• _Задание 1_:
Ответьте по тексту об Эйзенштейне:
(a) В каких ранних работах Эйзенштейна появляются звериные символы?
(b) Чьи басни Эйзенштейн наряду с «Метаморфозами» Овидия объяснял регрессом к биологически изначальным этапам эволюции?
(c) Что, по словам Эйзенштейна, было в основном связующим элементом в постановке «Валькирии»?
• _Задание 2_:
Продолжите текст об Эйзенштейне, начав сразу после последнего приведенного в нем предложения.

• _Текст для чтения_:
┄┄┄┄┄┄┄┄┄┄
Мысли Эйзенштейна о тотемизме в «Grundproblem» и примыкающей к этой книге незавершенной работе о Диснее интересны в том отношении, что Эйзенштейн указывает на многочисленные поучительные аналогии тотемизму в новом искусстве. В его собственном творчестве звериные (зооморфные) символы появляются очень рано (в первых спектаклях и «Стачке») и постоянно повторяются. Исследуя проблему тотемизма, Эйзенштейн, и здесь предваряя К. Леви-Стросса, отмечал такие явления (в сущности предвосхищавшие «звериные» символы типажей в его собственных фильмах, начиная со «Стачки») как «деление людей по сходству с животными в физиогномике Лебрена и – с другой точки зрения – в индийской «Камасутре» (GP, ч. II). Дисней и звериный эпос во всех его разновидностях Эйзенштейна занимает прежде всего как «регресс в зверя» (М., ч. II, АА). Причины привлекательности басен Лафонтена (о которой писал еще И. Тэн, упоминаемый в этой связи Эйзенштейном) и «Метаморфоз» Овидия Эйзенштейн видел именно в регрессе к биологически изначальным этапам эволюции.

 

4. Синкретизм «первобыта». Считая, что знаки мифа связаны со всей атмосферой, вызвавшей его к жизни, Эйзенштейн стремился наряду с отдельными существенными знаками системы мифа, использованными Вагнером, которые Эйзенштейн реконструировал на сцене Большого театра, восстановить картину «первобыта» в целом. Выраженную в его спектакле «Валькирия» идею нерасчлененности, хора, столь близкую многим (в особенности ранним) замыслам Эйзенштейна, он сам связывает с представлением о целостности первобытного общества, вполне отвечающим приведенным выводам представителей структурной этнологии. Как сам он писал семь лет спустя в теоретическом исследовании: «У меня это рождалось из общей концепции еще недифференцированной атмосферы “первобыта”, которая должна была лежать на постановке в целом... Связующим элементом в основном было движение – движение персонажа (Хундинга, Фрики, Вотана) как бы волнами расходилось по вторящему ему своему индивидуальному хору... Сам принцип подобной связи рос из принципа связи «всего со всем» в сценическом разрешении этого спектакля... Это в данном случае совпадает с историческим этапом самих ситуаций и соответствует мировосприятию героев таких этапов истории.
┄┄┄┄┄┄┄┄┄┄
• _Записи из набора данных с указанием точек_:
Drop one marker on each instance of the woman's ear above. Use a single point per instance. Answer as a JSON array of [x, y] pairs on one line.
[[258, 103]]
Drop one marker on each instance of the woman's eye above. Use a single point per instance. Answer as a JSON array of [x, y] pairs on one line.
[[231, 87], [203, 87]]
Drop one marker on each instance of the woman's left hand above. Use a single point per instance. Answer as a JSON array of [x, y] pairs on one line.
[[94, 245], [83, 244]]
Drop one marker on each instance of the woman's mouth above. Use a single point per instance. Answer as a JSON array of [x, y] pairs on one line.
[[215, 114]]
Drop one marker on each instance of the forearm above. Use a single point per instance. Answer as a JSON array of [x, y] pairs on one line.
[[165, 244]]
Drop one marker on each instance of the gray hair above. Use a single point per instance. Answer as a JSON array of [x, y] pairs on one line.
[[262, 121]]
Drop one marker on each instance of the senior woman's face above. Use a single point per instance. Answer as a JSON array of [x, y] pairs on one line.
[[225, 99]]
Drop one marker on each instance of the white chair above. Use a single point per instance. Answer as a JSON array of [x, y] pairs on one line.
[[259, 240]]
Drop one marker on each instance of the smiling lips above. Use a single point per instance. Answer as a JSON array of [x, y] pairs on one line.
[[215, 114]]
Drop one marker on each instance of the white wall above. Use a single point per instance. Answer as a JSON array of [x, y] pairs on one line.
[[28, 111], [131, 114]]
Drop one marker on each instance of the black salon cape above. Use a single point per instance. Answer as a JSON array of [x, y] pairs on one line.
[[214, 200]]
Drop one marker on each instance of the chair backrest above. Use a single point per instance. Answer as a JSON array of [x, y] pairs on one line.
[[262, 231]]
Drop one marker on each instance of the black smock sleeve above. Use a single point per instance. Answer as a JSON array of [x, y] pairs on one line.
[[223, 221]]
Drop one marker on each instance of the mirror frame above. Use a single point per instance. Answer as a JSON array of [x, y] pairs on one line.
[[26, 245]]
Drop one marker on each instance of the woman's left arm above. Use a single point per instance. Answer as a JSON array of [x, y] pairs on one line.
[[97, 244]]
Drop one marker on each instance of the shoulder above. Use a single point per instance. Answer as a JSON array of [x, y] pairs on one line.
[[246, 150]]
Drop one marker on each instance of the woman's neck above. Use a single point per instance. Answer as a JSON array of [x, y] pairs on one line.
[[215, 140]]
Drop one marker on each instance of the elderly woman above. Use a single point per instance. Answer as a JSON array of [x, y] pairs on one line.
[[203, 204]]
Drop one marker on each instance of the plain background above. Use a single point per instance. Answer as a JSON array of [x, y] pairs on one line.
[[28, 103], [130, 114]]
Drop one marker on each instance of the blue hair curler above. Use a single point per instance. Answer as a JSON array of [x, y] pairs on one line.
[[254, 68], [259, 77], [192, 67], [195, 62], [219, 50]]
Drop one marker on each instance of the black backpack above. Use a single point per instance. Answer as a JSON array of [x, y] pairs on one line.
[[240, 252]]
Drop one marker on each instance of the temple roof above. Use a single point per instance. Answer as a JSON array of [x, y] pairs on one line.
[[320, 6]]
┄┄┄┄┄┄┄┄┄┄
• _Ответ 1_:
(a) В первых спектаклях и «Стачке».
(b) Басни Лафонтена.
(c) Движение.

• _Ответ 2_:
...Историческая эпоха, в которой я видел для себя “Валькирию” – как раз эпоха синэстетического недифференцированного мировосприятия» (запись «Потоп», 4 IX.1947 г. GP).

В качестве иллюстрации Эйзенштейн приводит миф австралийского племени аранта. Работая над своим теоретическим трудом, Эйзенштейн сделал (с детальным анализом) выписки из этого мифа аранта о происхождении людей от сросшихся воедино нерасчлененных существ – аранта rella intarinja ‘сросшиеся друг с другом люди’ (Штрелов 1907, особую значимость этой книги отмечала и Фрейденберг 1936: 363, примеч. 24). Если воспользоваться пересказом этого мифа, сделанным примерно в те же годы в еще полностью не напечатанной книге выдающегося этнолога – предшественника семиотики А.М. Золотарева, в мифе аранта говорится о первобытных существах, «представлявших собой рудиментарных людей. Последние не имели членов и органов зрения, обоняния, слуха, не могли принимать пищу и представляли собой бесформенные шары, в которых с трудом можно было разглядеть зачатки человеческих членов» (ДО, гл. XII). Эйзенштейн видел в этом мифе подтверждение своей мысля о первичной недифференцированности. Занимаясь в своей теоретической работе о тотемизме анализом материала, собранного в книге Фрейзера о космогонических мифах (Фрейзер, 1935), Эйзенштейн отмечал, что в этом собрании «учений примитивов о происхождении» не учтен этот миф аранта (GP, ч. TI, «О тотемизме»).

На этот же миф Эйзенштейн ссылался и в заметках о собственном фильме «Александр Невский», сделанных во время работы над книгой «Grindproblem». В них Эйзенштейн замечал, что в фильме показано безликое нерасчлененное «регрессивное начало – рыцарство (фашизм)» (GP, ч. II). Это начало выступает «во образе и контуре… – свиньи – аналог первобыту – зажившемуся за пределы положенной ему стадии развития и патологичному совсем как Arunda Klumpen, no Strehlow'y» (там же). Здесь по поводу записанного Шреловым – отцом мифа о «сгустках» (комках нерасчленённых существ) Эйзенштейн кратко сформулировал основную идею своей «Основной проблемы» искусства: архаические регрессивные черты (в частности, связанные с изначальной недифференцированностью и синкретизмом) патологичны, если они продолжаются на следующих этапах, но могут быть использованы искусством. Причем для эффективного воздействия произведения искусства Эйзенштейн равно необходимым считал и использование архаических черт в самой его форме (соотносящейся с соответствующими пластами в подсознании воспринимающего произведение искусства) и соединение с этим содержательных черт, свойственных новому этапу (ср. Иванов 1974в : 848–849). По существу эта мысль была логическим развитием того представления об архаичности форм искусства, которое заложено в теории первобытного синкретизма.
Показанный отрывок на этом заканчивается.